• EJERCICIO 1
Reescribe de forma más breve el párrafo del fragmento seleccionado que comienza con «Otro alumno consulta» y conserva sus hechos principales.
• EJERCICIO 2
Por favor, enumera todas las preguntas que aparecen entre signos de interrogación en el fragmento seleccionado.

• FRAGMENTO SELECCIONADO
——————

Por Ingrid Odgers
Se repite la rutina de ingreso.
Cristián, el joven interno me acompaña a la sala de clases. Esta vez no está el
ambiente cargado de olor a cocina, ese tufillo como a comida rancia que se
impregnaba fuerte el viernes pasado. Me instalo frente a la mesa de trabajo la
caja de materiales la deja Cristián encima de la mesa, ¡voy por la otra
señorita! dice animoso. Los alumnos rodean la mesa, son como tres a cuatro,
saludan alegres, me llenan a preguntas, qué cómo he estado, que me recordaron
el fin de semana, que están muy contentos conmigo…los miro con cariño y
agradezco sus palabras. Un alumno me dice ¿puedo ver la caja?, la abro y digo
claro que sí, son solo materiales, dime qué quieres que te preste y apunta tu
nombre en una hoja. Después de revolver literalmente la caja toma un block y
unos lápices, me pregunta ansioso: ¿puede prestármelo señorita? Por supuesto,
pero no olvides anotar y pasarme la hoja.
Otro alumno consulta ¿qué haremos
hoy día? Entonces les pido que tomen asiento y se tranquilicen, son muy
inquietos sin embargo no está esa ansiedad que abundaba por la sala el viernes
pasado. Cuando cada uno tiene sus hojas
y lápices empiezo a leerles un resumen de una novela y les pido que escriban su
opinión respecto a la actitud de la protagonista y sus circunstancias de vida.

——————

Registros de colocación de puntos:

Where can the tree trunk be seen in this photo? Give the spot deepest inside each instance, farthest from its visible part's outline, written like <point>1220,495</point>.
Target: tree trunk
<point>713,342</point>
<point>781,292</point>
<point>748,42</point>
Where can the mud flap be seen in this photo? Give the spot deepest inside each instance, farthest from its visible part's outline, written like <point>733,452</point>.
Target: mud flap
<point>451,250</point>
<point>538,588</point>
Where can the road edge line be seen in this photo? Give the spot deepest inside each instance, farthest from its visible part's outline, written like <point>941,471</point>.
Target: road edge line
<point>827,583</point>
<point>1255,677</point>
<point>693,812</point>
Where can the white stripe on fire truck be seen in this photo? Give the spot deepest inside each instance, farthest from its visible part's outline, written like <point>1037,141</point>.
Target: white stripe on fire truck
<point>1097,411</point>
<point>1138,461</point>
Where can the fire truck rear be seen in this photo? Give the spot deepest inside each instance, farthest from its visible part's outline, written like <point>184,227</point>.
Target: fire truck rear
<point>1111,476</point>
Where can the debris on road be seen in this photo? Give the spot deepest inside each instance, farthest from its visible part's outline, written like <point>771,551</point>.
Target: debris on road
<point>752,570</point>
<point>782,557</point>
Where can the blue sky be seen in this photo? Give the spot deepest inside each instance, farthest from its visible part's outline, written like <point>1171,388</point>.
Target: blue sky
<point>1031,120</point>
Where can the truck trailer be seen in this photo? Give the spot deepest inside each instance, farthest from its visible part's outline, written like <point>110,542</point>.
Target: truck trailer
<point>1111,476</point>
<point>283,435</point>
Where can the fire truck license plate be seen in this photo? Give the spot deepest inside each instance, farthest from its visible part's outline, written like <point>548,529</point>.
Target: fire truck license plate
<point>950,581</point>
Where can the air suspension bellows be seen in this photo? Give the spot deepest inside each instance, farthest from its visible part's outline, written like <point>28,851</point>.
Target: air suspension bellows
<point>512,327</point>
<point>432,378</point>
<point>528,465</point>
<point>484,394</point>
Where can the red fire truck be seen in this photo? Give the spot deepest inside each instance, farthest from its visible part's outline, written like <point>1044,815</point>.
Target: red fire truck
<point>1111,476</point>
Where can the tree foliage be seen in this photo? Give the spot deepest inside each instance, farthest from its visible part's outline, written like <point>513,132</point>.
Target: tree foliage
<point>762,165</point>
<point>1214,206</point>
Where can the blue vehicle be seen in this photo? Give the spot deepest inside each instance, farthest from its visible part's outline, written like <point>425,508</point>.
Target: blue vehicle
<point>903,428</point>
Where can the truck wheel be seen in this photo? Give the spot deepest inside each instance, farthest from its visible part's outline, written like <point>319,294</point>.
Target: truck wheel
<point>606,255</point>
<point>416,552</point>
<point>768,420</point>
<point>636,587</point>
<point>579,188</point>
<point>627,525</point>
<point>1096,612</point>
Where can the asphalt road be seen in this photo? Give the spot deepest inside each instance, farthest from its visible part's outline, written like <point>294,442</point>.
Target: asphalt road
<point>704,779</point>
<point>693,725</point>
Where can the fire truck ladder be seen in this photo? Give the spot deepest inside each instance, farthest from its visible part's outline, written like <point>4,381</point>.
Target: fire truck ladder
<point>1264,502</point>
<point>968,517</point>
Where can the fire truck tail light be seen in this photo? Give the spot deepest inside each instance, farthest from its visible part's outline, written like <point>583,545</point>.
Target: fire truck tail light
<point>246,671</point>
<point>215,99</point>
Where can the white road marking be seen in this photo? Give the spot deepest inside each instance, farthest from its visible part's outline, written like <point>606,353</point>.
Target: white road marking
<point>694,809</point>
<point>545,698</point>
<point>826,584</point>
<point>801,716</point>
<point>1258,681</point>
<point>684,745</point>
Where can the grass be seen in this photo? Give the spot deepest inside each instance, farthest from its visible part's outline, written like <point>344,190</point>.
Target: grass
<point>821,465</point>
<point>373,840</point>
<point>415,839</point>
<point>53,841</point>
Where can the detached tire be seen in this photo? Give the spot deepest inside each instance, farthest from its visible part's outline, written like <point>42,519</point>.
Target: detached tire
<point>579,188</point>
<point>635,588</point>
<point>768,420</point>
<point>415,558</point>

——————

• RESPUESTA FINAL 1
Un alumno pregunta qué harán ese día, y se les pide a todos que se sienten y se calmen. Siguen inquietos, pero sin la ansiedad del viernes pasado. Cuando cada uno tiene hojas y lápices, se les lee el resumen de una novela. Luego se les pide que escriban su opinión sobre la actitud de la protagonista y sus circunstancias de vida.

• RESPUESTA FINAL 2
- ¿puedo ver la caja?
- ¿puede prestármelo señorita?
- ¿qué haremos hoy día?